Document extract:
○ ○ ○

Sahara

It’s been an eventful day today.

  • Got fined 150 dhiram for speeding. That’s £12 for going 4mph over the limit. Damnit.
  • Broke my phone. It’s usable, but the screen is damaged at the sides – fortunately not on the display part, the bezel instead. That was a rock in the Sahara.
  • Got harassed by Berber tribesmen.

But some good events too:

    • Drove through the Sahara.
    • Walked on a sand dune.

    • Photographed a camel.

    • Saw six women gathered around a brazier.
    • Found white people. They’re in the Todra Gorge.
    • Stood in a wadi.

  • Watched a sandstorm.
  • Drove down a river bed.
  • Found baby goats. Well, adult goats, but they’re only knee high. So cute!

Started the day in a gorge, finished it driving up (and down) one. The Ziz Gorge (where I stayed last night) proved a triumph of tourist board marketing over reality, so it’s a good job I was only there because it was between Fes and the Sahara. But the real tourist attraction in Morocco is apparently the Todra Gorge, which is advertised all over the place. I checked into tonight’s hotel and was immediately asked whether I’d seen it. I said no and was informed it’s 15km away.

I’ve now seen it. Twice – once in each direction.

It’s a proper gorge. It’s twisty and turny and sheer and deep and long and very gorgey. I have photographs.

It’s also where I found the gorgeous baby goats, they were eating the greenery by the road there.

It’s also not called the Todra Gorge. It’s the Toughda or Toghda Gorge on all the local signs, and one of my satnav apps. I entered ‘Todra Gorge’, started following directions then realised it was taking me to the Toghda Gorge. I figured one gorge is as good as another so kept going, and now I’m back at the hotel I can see that there are multiple names but one gorge.

Tonight’s dinner is a simple omelette followed by a meatball tagine. I nearly went for the pizza but decided to skip pizza in Morocco, as I can get that at home. The food here has generally been very good, and no issues with the digestion. Last night’s dinner was a surprise: I sat down and instead of asking what I wanted a plate of food arrived. It was described as a Moroccan salad but had green beans, carrots, potatoes, meatballs on rice and olives. All of them hot and cooked. I ate most of that then a chicken tagine arrived. So I ate that too. Then a plate with fruit and a small plastic supermarket style pot of mousse arrived, but by then I was full.

○ ○ ○

Records for the task:
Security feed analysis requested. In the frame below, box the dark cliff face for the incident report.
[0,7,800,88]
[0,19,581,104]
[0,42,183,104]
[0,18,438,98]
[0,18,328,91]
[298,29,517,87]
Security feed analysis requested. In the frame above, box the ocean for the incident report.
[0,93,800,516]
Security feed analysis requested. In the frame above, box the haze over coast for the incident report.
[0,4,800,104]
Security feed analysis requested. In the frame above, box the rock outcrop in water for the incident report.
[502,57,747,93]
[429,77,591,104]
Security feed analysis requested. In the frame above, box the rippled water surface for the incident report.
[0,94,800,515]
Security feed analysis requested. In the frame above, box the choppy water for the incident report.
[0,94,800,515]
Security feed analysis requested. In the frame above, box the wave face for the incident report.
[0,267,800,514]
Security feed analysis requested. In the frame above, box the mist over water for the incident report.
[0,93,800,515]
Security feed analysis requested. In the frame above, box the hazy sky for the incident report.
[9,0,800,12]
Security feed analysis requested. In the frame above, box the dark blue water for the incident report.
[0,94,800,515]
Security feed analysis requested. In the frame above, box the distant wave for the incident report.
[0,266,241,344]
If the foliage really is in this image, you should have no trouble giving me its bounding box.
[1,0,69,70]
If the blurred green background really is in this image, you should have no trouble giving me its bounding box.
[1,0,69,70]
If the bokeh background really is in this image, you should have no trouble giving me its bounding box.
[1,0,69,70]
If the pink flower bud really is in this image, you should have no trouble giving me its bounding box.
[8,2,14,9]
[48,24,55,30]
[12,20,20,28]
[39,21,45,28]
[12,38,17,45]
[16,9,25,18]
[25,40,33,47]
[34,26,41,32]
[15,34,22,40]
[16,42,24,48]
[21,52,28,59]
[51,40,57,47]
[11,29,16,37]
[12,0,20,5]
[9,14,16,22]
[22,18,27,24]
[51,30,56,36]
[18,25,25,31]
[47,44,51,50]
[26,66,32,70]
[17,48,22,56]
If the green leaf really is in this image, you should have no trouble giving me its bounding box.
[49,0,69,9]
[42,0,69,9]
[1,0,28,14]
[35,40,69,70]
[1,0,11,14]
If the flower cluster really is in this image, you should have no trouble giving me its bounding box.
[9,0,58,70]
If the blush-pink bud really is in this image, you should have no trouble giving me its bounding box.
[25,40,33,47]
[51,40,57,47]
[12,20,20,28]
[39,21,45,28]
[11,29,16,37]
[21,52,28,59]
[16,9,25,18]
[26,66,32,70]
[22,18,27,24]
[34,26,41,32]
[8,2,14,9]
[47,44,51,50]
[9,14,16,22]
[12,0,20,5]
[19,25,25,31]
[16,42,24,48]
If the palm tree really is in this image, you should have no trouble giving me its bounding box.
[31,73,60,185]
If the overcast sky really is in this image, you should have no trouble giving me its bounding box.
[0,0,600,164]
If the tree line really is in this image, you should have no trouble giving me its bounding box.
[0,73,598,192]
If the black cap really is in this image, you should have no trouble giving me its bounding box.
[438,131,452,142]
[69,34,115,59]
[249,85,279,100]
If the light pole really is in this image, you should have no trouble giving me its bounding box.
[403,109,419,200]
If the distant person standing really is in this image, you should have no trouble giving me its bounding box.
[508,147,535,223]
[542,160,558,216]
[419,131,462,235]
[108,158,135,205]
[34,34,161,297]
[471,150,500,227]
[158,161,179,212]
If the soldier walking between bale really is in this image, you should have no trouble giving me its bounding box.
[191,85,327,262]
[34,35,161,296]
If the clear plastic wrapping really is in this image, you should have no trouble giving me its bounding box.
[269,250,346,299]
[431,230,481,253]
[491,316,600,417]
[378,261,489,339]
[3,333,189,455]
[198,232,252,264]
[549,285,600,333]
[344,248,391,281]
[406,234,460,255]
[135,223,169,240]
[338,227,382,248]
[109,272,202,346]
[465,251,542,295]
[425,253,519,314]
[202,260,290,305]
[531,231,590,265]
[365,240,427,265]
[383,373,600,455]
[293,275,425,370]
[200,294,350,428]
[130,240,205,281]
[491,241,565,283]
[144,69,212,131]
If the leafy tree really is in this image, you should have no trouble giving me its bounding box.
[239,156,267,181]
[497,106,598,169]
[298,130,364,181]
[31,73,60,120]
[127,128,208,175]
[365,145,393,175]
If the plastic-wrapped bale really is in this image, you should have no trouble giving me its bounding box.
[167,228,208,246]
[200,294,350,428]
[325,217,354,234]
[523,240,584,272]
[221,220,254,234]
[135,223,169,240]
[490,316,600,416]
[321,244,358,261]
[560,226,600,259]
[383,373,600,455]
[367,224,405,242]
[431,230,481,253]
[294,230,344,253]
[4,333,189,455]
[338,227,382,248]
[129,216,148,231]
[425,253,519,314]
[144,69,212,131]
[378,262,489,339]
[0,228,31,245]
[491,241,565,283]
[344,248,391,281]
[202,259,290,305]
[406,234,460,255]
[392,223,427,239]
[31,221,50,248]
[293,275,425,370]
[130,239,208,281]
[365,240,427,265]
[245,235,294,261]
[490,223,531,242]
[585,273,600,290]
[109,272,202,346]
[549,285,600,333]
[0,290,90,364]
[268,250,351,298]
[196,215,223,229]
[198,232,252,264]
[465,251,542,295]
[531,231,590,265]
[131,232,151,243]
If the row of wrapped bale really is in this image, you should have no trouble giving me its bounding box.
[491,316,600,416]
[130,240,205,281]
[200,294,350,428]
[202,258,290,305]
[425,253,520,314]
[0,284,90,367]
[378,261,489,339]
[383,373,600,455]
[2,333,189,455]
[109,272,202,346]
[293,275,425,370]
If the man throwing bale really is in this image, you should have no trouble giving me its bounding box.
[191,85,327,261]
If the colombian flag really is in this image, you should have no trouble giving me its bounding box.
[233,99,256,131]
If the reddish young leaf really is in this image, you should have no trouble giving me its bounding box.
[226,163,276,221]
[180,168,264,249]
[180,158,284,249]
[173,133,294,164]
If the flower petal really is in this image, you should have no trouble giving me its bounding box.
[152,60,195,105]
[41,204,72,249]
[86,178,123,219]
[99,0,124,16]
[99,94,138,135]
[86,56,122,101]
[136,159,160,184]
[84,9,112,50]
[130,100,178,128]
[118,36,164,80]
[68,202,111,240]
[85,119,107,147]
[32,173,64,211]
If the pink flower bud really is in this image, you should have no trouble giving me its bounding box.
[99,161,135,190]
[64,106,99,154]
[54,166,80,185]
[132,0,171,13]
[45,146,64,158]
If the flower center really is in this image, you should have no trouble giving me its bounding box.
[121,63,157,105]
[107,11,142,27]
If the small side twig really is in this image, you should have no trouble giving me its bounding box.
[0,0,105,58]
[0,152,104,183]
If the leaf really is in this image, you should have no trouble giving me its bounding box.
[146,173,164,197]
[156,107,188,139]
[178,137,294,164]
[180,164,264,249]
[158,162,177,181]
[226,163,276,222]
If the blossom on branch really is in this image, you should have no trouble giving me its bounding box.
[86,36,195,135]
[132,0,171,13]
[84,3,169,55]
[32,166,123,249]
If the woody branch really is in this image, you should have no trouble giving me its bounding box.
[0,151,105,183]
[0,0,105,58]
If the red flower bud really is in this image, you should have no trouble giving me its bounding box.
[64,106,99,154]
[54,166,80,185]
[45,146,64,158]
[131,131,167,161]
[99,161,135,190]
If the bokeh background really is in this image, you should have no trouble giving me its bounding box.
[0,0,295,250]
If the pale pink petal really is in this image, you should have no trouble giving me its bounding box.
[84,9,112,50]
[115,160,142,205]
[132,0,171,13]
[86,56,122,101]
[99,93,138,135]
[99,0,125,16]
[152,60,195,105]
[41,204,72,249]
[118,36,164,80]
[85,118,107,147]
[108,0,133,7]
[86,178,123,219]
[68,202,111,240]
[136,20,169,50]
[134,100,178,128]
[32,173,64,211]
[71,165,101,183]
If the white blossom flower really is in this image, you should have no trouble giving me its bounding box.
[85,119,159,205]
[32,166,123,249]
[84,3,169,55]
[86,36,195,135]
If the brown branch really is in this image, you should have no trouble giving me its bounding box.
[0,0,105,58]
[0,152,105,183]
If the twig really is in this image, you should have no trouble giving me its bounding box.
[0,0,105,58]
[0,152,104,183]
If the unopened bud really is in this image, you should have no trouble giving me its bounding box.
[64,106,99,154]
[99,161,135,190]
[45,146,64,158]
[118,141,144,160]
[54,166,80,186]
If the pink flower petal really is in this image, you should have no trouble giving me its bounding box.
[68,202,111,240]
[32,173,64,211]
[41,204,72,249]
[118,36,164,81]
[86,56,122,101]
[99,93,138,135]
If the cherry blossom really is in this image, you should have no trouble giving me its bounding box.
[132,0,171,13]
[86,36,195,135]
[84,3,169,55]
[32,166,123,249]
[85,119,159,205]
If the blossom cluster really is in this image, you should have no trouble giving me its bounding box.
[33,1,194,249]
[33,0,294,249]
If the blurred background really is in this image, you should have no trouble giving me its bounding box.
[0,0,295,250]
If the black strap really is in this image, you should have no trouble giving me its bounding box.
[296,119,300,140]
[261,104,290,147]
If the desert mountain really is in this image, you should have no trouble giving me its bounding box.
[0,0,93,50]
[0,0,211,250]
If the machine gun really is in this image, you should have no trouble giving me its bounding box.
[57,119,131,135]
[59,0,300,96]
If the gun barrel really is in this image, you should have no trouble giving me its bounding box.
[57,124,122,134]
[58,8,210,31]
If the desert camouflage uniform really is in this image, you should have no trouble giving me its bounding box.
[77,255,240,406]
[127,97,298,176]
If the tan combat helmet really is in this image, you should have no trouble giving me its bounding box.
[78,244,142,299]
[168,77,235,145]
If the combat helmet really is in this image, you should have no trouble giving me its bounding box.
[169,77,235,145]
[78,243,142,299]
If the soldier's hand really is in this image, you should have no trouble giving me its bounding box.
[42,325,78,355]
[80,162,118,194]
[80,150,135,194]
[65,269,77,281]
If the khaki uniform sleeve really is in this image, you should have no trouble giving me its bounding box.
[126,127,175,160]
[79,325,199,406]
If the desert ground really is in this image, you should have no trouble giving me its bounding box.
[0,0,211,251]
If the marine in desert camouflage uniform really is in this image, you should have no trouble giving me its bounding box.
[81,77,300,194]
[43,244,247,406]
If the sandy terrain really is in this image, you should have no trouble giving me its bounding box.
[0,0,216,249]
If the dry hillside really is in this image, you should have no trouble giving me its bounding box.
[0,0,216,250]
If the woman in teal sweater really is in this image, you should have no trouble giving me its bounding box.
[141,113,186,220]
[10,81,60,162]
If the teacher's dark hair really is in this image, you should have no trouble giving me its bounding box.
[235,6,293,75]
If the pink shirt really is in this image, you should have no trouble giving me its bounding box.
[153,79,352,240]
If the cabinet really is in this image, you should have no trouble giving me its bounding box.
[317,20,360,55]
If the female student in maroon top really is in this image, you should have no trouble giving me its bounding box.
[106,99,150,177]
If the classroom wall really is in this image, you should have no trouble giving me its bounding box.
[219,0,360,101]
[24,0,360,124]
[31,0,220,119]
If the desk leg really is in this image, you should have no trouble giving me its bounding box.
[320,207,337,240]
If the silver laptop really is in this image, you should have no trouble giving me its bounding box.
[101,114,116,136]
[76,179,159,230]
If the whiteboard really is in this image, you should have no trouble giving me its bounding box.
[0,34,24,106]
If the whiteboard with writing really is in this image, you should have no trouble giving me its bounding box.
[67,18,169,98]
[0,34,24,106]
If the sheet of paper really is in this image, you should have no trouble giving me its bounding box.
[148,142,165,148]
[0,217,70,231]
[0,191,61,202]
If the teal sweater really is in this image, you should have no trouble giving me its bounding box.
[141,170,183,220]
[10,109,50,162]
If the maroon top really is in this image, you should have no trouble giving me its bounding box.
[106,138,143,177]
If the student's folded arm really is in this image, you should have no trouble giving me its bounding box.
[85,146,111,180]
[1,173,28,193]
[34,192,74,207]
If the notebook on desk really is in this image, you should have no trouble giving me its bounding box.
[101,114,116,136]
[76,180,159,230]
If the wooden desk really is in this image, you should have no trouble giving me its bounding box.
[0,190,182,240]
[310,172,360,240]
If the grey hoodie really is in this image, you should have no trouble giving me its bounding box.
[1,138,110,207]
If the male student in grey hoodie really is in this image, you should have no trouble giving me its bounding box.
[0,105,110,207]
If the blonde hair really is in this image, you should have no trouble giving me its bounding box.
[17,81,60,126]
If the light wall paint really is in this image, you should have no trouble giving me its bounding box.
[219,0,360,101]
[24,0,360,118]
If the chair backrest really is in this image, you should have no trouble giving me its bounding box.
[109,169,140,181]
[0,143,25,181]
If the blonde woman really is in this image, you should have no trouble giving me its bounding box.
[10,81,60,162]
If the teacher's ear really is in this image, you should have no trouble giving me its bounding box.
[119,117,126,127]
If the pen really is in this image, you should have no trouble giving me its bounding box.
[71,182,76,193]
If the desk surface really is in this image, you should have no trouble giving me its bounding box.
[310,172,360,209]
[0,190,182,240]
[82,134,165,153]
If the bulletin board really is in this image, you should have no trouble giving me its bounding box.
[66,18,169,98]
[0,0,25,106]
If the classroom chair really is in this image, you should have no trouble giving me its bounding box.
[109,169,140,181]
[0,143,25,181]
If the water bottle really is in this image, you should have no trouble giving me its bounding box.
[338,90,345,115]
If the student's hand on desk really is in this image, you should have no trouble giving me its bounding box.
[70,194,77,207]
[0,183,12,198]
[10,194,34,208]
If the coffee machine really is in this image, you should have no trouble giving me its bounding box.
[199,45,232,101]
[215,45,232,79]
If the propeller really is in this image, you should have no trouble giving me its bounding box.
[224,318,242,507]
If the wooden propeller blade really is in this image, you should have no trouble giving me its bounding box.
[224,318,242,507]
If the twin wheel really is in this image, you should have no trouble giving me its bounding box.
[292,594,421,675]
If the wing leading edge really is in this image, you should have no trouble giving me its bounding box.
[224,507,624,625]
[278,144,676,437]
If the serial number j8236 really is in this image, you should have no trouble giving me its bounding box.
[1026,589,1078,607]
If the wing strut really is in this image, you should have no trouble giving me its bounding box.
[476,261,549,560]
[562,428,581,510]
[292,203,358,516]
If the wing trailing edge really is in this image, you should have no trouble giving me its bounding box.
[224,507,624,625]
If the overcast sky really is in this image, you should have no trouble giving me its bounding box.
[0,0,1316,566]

○ ○ ○

Set tasks:
**a)** Rewrite everything from the start of the entries down to the line containing "[0,93,800,516]", substituting "site survey" for "incident report" and leaving all else unchanged.
**b)** Write the next part of the travel account of the day in the Sahara and the Todra Gorge, beginning after its final sentence.

The results:
**a)**
Security feed analysis requested. In the frame below, box the dark cliff face for the site survey.
[0,7,800,88]
[0,19,581,104]
[0,42,183,104]
[0,18,438,98]
[0,18,328,91]
[298,29,517,87]
Security feed analysis requested. In the frame above, box the ocean for the site survey.
[0,93,800,516]

**b)**
Everybody in the room was fed that way, and all the food was handed in through the restaurant window. The waiter stood there, with his coat on, walking over with a plate of food occasionally.

Last night’s hotel and tonight’s are cheap. Don’t go for cheap hotels in Morocco. Especially not the cold bits of Morocco. I have left a heater plugged in in tonight’s hotel room (while I come for dinner – waiting for that now) but can’t sleep with it on as it rattles horribly.

Dinner here seems even more confused than last night. I asked what time the restaurant opened and was told 7pm, then went gorge hunting. On my return I was asked if I’d like to eat, and when I expressed surprised was asked what I wanted to order so that they could prepare it. So I agreed to come for dinner earlier, but there’s no food in sight, no waiter, no hotel chap, just a bunch of people that keep saying hello to me.

There’s also no heating and my fingers are getting cold. So don’t go for cheap hotels in Morocco!

The whole day has been spent driving, almost all of it through deserts. Finally found stretches of land with no Moroccans on them. No life of any form, really. Lots of rocks though, vast plains covered in small rocks. The sand just blows over them, doesn’t settle. But that means nothing to share. Just desert, then mountains, a few villages and baby goats.

Oh well. It’s been a good day anyway (except for the phone).

Ooh, and a basket of bread just arrived, along with an offer of coffee. Hurrah!

Today’s Drive:

Tonight’s (cheap) Hotel.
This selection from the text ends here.